At the same time, unlike the multistage scheme from coarse to fine in the current mainstream methods, we expect to achieve fine-grained image reconstruction in one stage. To this end, we also propose a composite granular discriminator network for image inpainting. The process performs global semantic constraints and nonspecific local dense constraints. Among them, the global semantic constraints are implemented by a global discriminator, and the output of the discriminator is a value that evaluates the overall reality score of the image. The nonspecific local dense constraints are implemented by the local dense discriminator; nonspecific local and dense ones are embodied in our local dense discriminator which performs dense discrimination of multiple overlapping local areas in the image. Therefore, this dense local discrimination method is very suitable for dealing with irregularities. A large number of experiments on multiple data sets including human faces, building facades, and natural images show that the multilevel attention progression-driven generative image repair method generates the image inpainting results of the above with higher image quality than the existing methods.

Aiming at the problem that existing image repair methods still have incorrect results in image reconstruction, this paper proposes an image repair algorithm based on multilevel attention progression. The encoder-decoder used in the image inpainting scheme usually adopts two downsampling and subsequent flat convolutional upsampling structures, so that the bottleneck area of the encoding-decoding network still maintains a size of 64 × 64. Regardless of the use of dilated convolution, the coarse-to-fine structure or single-stage attention matching and replacement cannot effectively use the context information of the 64 × 64 size feature of the bottleneck area. Accordingly, this paper proposes multilevel attention progression. First, the bottleneck area is further scaled into multiple small-scale features, including 8 × 8, 16 × 16, and 32 × 32. After that, the attention-based feature matching and dissemination started from a small scale, and the 8 × 8 attention was propagated to 16 × 16, until 64 × 64. In this way, high-level image features including structure and detail features can be spread smoothly at multiple scales, and the problem that the bottleneck area is too large to make full use of context information is solved.

_YOUR INSTRUCTIONS_
Continue the passage above on multilevel attention progression for image inpainting, beginning after its final sentence.

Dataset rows

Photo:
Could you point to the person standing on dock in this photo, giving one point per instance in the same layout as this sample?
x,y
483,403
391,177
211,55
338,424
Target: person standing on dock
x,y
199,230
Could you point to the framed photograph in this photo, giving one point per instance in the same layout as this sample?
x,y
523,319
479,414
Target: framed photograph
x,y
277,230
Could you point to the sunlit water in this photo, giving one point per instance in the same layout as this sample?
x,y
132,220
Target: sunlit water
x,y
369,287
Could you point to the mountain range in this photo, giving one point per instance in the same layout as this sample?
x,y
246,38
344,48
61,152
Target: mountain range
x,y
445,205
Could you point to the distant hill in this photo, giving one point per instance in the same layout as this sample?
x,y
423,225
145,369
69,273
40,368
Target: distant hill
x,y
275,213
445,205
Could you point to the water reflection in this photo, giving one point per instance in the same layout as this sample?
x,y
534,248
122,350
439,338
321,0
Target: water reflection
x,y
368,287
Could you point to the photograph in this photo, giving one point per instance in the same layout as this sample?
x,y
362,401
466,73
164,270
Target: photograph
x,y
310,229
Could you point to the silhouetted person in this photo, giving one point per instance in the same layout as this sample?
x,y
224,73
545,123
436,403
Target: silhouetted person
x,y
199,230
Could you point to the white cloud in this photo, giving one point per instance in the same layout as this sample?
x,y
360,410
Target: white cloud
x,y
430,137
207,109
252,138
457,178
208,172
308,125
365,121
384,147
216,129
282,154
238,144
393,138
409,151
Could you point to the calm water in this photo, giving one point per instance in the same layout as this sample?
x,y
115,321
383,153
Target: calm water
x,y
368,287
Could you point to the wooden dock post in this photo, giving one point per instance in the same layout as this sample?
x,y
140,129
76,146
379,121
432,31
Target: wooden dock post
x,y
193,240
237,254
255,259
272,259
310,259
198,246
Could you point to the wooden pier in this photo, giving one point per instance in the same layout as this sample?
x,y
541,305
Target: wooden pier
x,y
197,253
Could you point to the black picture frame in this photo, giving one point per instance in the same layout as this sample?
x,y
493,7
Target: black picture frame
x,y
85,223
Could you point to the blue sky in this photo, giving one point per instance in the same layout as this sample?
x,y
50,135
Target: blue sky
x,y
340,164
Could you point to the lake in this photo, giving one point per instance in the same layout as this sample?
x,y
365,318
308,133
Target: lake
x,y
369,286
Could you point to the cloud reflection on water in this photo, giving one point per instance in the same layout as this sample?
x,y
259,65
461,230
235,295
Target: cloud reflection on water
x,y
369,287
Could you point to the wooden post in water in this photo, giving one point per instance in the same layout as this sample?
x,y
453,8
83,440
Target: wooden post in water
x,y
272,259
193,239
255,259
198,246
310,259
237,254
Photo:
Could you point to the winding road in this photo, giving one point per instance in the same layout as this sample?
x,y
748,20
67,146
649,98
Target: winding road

_OUTPUT FOR THIS EXERCISE_
In summary, the contributions of this paper are as follows: (1) An end-to-end image inpainting model is proposed, which can perform full-resolution image context encoding, the extracted high-level features are compressed into multiscale compact features, and the compact features are driven to perform multilevel attention feature progression according to the order of scales, which realizes the full progression of high-level features including structure and details in the network. (2) The paper proposed a composite granularity discriminator, which performs global semantic constraints and nonspecific local dense constraints on images, so that image inpainting can simultaneously produce high-quality fine-grained reconstructions in a single forward process.

In this paper, the main structure is as follows: (1) Section 2 had depicted the details of related works. The two types of image inpainting methods had included traditional image inpainting method and deep learning. (2) Section 3 had proposed an improved multilevel attention dissemination network. (3) Section 4 had described the experimental results on the Places2, CelebA-HQ, and Facade datasets. (4) Section 5 had concluded our research works and future works.

2.1. Traditional Image Inpainting Method

Traditional methods that use low-level image information and nonsemantic features can be divided into two categories: diffusion-based methods and image block-based methods. Diffusion-based methods use distance fields mechanisms such as spreading image information from neighboring pixels to the target area with a very effective repair effect for small areas of the image or narrow defect areas like scratches. When the defect area is too large or the texture changes greatly, they usually generate obvious visual artifacts. The block-based methods are first used for texture synthesis and then extended to image repair. Compared with diffusion-based methods, image block-based methods can repair more complex images of the scene [16]. Generally, image block-based methods use an iterative method to sample similar information from the nondefective area of the same image or from an external image library to fill the defect area. Since the similarity score of each target-source pair must be calculated, this type of method requires a lot of calculation and memory overhead. PatchMatch [17] is an effective image block-based method. It solves this problem through a fast nearest neighbor algorithm, which greatly accelerates the speed of traditional algorithms and achieves higher quality repair effects. Based on images block-based method it is assumed that the texture of the repaired area can be found in other areas of the image. However, this assumption may not be true from time to time, thus limiting the scope of application of this method. In addition, due to the lack of a high-level semantic understanding of the image, the image block-based method cannot reconstruct the semantically reasonable results for highly patterned damaged images such as faces. Therefore, no matter the traditional repair methods is based on diffusion or image blocks, they cannot perceive the high-level semantics of the image.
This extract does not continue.